Tarefa A: Segundo a fonte, quantas das escolas contatadas aceitaram receber o projeto?
Tarefa B: Transcreva da fonte o trecho que começa nas palavras "Como técnica para" e termina logo após "vídeos desses momentos.".
### Fonte ###
Foram escolhidas escolas públicas e turmas com realidades distintas (Ensino fundamental, Ensino Médio e Educação de jovens e adultos), de mantenedoras diferentes (municipais e estaduais) e de regiões da cidade distintas. É importante salientar que das 8 escolas em que houve contato, apenas as 4 participantes dessa pesquisa aceitaram receber o projeto. Isso mostra também o receio que alguns gestores(as) de escola têm para abrir as portas das suas instituições para discussões que envolvam gênero e sexualidade.

Como técnica para a coleta de dados, utilizamo-nos de observações não estruturadas e do tipo participante. Novamente nos valendo da perspectiva de Zamberlan et al (2014), nas observações chamadas não estruturadas, os(as) observadores(as) monitoram os aspectos que se mostram importantes sobre o fenômeno para o problema em foco “tornando-se necessária flexibilidade para identificar os componentes-chave do problema e para formular hipóteses” (p. 119). O tipo “observação participante” denota uma abordagem de observação em que os(as) pesquisadores(as) não são observadores(as) passivos(as), mas podem interagir com os sujeitos da pesquisa e ajudar na mediação das discussões. Os registros dessas discussões foram realizados a partir de um relatório de observação e de fotos e vídeos desses momentos.

A partir da análise desse material, obtivemos diferentes percepções dos sujeitos dessa pesquisa em relação aos temas gênero e sexualidade abordados. Com isso, classificamos as falas, posicionamentos, sentimentos e opiniões a partir de duas categorias: 1. Alunos(as) e 2. Professores(as) das escolas. No entanto, é importante destacarmos que com a proposta das rodas de conversa, percebemos uma contínua troca de informações e pensamentos, próprias do diálogo e do debate. A sistematização de categorias de análise foi feita apenas para que possamos organizar o discurso dos sujeitos e dos seus “lugares de fala” para que a exposição fique mais adequada nesse texto.
### Entradas exibidas ###
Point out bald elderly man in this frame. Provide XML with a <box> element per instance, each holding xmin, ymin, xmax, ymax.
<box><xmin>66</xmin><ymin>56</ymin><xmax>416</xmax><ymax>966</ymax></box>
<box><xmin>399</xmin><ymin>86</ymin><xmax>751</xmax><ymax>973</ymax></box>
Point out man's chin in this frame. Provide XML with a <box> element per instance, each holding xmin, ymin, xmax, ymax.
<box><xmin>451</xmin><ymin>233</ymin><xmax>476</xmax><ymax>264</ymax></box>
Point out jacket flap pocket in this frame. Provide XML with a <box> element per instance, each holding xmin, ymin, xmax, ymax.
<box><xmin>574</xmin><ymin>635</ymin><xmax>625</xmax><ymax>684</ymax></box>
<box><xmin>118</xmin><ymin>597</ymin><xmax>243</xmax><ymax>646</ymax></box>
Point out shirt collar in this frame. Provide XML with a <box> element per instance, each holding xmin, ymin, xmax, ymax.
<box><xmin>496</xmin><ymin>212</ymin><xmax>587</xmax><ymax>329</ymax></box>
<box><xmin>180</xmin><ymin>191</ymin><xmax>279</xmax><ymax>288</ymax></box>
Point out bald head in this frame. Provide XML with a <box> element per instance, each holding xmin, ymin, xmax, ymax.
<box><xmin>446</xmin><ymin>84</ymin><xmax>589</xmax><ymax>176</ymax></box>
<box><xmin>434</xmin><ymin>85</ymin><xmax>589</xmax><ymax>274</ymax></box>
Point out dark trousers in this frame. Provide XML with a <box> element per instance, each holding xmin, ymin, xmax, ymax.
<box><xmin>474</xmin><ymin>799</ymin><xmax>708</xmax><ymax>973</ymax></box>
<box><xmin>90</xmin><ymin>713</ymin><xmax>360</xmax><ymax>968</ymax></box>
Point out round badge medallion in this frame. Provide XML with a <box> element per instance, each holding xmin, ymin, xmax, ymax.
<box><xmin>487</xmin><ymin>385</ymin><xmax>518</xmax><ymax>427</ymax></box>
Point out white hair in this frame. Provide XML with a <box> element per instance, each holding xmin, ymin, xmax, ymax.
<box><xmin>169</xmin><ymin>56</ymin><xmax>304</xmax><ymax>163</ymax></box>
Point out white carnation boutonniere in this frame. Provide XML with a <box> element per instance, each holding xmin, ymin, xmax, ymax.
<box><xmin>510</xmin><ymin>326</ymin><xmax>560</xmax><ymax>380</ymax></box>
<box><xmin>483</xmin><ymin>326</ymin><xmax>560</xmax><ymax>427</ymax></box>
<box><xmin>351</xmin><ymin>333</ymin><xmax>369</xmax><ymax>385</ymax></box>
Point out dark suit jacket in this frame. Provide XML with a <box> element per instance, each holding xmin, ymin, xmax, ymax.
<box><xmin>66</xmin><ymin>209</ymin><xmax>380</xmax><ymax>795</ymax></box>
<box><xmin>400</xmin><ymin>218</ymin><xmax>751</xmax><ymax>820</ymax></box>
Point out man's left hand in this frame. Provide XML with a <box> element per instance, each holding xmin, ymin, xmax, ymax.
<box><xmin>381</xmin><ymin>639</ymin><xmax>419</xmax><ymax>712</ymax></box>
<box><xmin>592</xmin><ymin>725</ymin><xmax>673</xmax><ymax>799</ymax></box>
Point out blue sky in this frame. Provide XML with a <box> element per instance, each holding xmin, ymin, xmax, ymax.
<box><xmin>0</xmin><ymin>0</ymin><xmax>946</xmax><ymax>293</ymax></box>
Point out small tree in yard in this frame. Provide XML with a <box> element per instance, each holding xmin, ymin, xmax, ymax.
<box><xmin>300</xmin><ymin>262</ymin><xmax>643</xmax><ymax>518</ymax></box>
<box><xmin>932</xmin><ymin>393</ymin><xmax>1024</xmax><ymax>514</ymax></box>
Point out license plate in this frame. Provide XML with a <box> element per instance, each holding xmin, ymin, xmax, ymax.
###
Resultado do exercício A: Apenas 4 das 8 escolas contatadas aceitaram receber o projeto.

Resultado do exercício B:
Como técnica para a coleta de dados, utilizamo-nos de observações não estruturadas e do tipo participante. Novamente nos valendo da perspectiva de Zamberlan et al (2014), nas observações chamadas não estruturadas, os(as) observadores(as) monitoram os aspectos que se mostram importantes sobre o fenômeno para o problema em foco “tornando-se necessária flexibilidade para identificar os componentes-chave do problema e para formular hipóteses” (p. 119). O tipo “observação participante” denota uma abordagem de observação em que os(as) pesquisadores(as) não são observadores(as) passivos(as), mas podem interagir com os sujeitos da pesquisa e ajudar na mediação das discussões. Os registros dessas discussões foram realizados a partir de um relatório de observação e de fotos e vídeos desses momentos.